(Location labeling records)
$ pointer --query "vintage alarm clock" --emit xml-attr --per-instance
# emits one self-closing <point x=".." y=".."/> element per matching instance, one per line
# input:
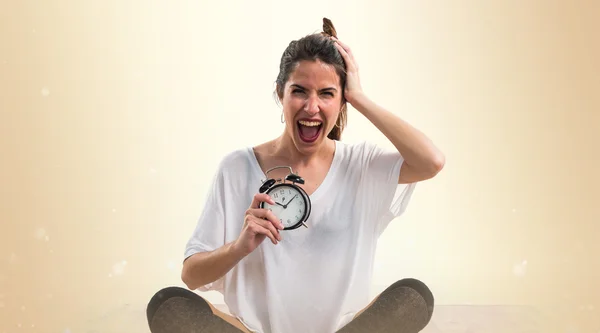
<point x="292" y="204"/>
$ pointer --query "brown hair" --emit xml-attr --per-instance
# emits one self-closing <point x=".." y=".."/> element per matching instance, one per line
<point x="317" y="46"/>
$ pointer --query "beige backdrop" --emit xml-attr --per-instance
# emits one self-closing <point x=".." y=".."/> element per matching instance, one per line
<point x="114" y="114"/>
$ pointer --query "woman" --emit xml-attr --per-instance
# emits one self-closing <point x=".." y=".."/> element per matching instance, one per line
<point x="313" y="279"/>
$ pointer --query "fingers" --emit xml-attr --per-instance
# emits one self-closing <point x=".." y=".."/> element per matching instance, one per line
<point x="267" y="215"/>
<point x="263" y="227"/>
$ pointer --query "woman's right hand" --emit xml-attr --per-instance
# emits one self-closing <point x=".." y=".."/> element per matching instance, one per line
<point x="259" y="224"/>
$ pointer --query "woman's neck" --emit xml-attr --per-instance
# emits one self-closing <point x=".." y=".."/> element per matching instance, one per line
<point x="285" y="148"/>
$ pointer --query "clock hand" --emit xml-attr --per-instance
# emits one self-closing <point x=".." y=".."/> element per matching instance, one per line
<point x="285" y="206"/>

- _To be done_
Copy the records exactly as they appear, excluding images.

- _Task answer_
$ pointer --query "vintage alarm clock" --emit xml-attr --per-instance
# emits one self-closing <point x=".." y=".."/> element per matching instance, one per line
# input:
<point x="292" y="204"/>
$ pointer --query "brown hair" --emit xml-attr --per-instance
# emits one self-closing <point x=".." y=".."/> element per matching instance, one per line
<point x="317" y="46"/>
$ pointer --query "beige backdrop" --emit xml-attr --per-instance
# emits one self-closing <point x=".." y=".."/> element per matching instance, one per line
<point x="114" y="114"/>
$ pointer --query "woman" --emit xml-attr --per-instance
# emits one self-closing <point x=".." y=".."/> element per matching instance, one per line
<point x="313" y="279"/>
$ pointer --query "fingers" --emit xml-attr --per-instance
# emits one self-closing <point x=".." y=".."/> element per matching instance, one per line
<point x="267" y="215"/>
<point x="263" y="227"/>
$ pointer --query "woman's right hand" --emit xml-attr --per-instance
# emits one self-closing <point x=".." y=".."/> element per matching instance, one per line
<point x="259" y="224"/>
$ pointer --query "woman's neck" --emit xml-attr --per-instance
# emits one self-closing <point x=".." y=".."/> element per matching instance, one per line
<point x="285" y="148"/>
$ pointer --query "clock hand" --emit xml-attr --per-instance
# emits one self-closing <point x=".." y=".."/> element per matching instance, one per line
<point x="285" y="206"/>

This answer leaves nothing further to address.